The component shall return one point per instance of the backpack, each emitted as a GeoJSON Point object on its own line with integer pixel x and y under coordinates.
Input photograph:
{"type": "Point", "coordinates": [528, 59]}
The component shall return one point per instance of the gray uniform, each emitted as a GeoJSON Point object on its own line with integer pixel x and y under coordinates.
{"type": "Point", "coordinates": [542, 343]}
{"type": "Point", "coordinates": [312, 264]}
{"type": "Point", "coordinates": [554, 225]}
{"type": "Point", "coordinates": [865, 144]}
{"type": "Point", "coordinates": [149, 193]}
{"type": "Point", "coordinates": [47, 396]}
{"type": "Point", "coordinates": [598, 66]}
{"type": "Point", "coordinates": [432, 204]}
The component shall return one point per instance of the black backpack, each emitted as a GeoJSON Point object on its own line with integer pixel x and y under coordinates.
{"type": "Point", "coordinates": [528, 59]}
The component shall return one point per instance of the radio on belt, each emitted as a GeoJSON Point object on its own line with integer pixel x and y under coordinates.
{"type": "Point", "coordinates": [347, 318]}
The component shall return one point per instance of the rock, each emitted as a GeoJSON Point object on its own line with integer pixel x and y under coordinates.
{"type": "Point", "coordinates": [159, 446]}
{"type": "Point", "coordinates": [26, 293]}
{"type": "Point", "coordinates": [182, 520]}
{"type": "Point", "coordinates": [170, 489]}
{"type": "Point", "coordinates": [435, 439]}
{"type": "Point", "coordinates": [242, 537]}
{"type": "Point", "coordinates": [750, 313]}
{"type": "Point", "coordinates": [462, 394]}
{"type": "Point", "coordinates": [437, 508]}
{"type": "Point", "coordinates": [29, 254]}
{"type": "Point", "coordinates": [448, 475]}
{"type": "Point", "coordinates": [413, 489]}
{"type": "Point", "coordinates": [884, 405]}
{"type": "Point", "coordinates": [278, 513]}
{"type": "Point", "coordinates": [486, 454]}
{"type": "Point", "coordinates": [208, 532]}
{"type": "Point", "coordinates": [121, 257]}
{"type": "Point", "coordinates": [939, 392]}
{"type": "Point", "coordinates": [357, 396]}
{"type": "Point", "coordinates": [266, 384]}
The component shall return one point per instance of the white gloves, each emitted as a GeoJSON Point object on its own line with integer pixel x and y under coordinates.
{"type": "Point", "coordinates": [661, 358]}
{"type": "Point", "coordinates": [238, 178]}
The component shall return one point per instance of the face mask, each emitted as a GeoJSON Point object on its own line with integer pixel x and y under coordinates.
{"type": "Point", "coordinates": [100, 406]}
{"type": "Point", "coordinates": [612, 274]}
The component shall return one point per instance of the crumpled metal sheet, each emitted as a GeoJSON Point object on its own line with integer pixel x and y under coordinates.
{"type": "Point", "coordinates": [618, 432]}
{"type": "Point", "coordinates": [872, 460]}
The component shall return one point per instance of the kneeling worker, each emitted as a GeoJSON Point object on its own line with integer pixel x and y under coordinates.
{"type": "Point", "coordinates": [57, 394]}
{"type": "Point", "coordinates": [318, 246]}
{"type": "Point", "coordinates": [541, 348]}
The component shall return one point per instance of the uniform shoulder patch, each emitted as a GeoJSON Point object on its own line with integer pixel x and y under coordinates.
──────
What is expected
Restate the whole listing exactly.

Answer
The component shall return one point per instance of the backpack, each emitted as a GeoJSON Point object on its own line with integer pixel x and y under coordinates.
Input photograph:
{"type": "Point", "coordinates": [528, 59]}
The component shall return one point per instance of the gray uniform, each emitted as a GeoJSON Point object on its own line with integer pixel x and y under coordinates.
{"type": "Point", "coordinates": [542, 343]}
{"type": "Point", "coordinates": [312, 264]}
{"type": "Point", "coordinates": [554, 225]}
{"type": "Point", "coordinates": [865, 144]}
{"type": "Point", "coordinates": [149, 193]}
{"type": "Point", "coordinates": [47, 396]}
{"type": "Point", "coordinates": [598, 66]}
{"type": "Point", "coordinates": [432, 204]}
The component shall return one point per instance of the black backpack, each emitted as a GeoJSON Point object on its own line with integer pixel x and y under coordinates.
{"type": "Point", "coordinates": [528, 59]}
The component shall return one point per instance of the radio on belt, each emitted as a GeoJSON Point object on its own line with integer pixel x and y under coordinates.
{"type": "Point", "coordinates": [347, 318]}
The component shall return one point per instance of the rock, each emitted as a GeoJSON Point object on its own line with integer pixel x and y under coordinates.
{"type": "Point", "coordinates": [159, 446]}
{"type": "Point", "coordinates": [26, 293]}
{"type": "Point", "coordinates": [182, 520]}
{"type": "Point", "coordinates": [170, 489]}
{"type": "Point", "coordinates": [435, 439]}
{"type": "Point", "coordinates": [242, 537]}
{"type": "Point", "coordinates": [750, 313]}
{"type": "Point", "coordinates": [462, 394]}
{"type": "Point", "coordinates": [437, 508]}
{"type": "Point", "coordinates": [29, 254]}
{"type": "Point", "coordinates": [448, 475]}
{"type": "Point", "coordinates": [413, 489]}
{"type": "Point", "coordinates": [884, 405]}
{"type": "Point", "coordinates": [278, 513]}
{"type": "Point", "coordinates": [486, 454]}
{"type": "Point", "coordinates": [208, 532]}
{"type": "Point", "coordinates": [121, 257]}
{"type": "Point", "coordinates": [939, 392]}
{"type": "Point", "coordinates": [357, 396]}
{"type": "Point", "coordinates": [266, 384]}
The component shall return one point per instance of the white gloves, each emitted as a GeoJSON Point object on its own line with integer pixel x and y under coordinates.
{"type": "Point", "coordinates": [661, 358]}
{"type": "Point", "coordinates": [238, 178]}
The component shall return one point per instance of the face mask, each emitted as a GeoJSON Point object on its own line with integer pixel x and y under coordinates.
{"type": "Point", "coordinates": [100, 406]}
{"type": "Point", "coordinates": [612, 274]}
The component shall return one point per instance of the crumpled metal sheet, each emitted as a GeoJSON Point object on its own line with integer pixel x and y under coordinates.
{"type": "Point", "coordinates": [618, 432]}
{"type": "Point", "coordinates": [872, 460]}
The component shall return one point per instance of the kneeling worker, each emitted as a GeoJSON Point object on its own line with integer pixel x and y under coordinates.
{"type": "Point", "coordinates": [57, 394]}
{"type": "Point", "coordinates": [318, 246]}
{"type": "Point", "coordinates": [541, 348]}
The component shall return one point per instance of the uniform shoulder patch, each emitted as a GeoJSON Point object on its own line with integer pixel x and y under coordinates.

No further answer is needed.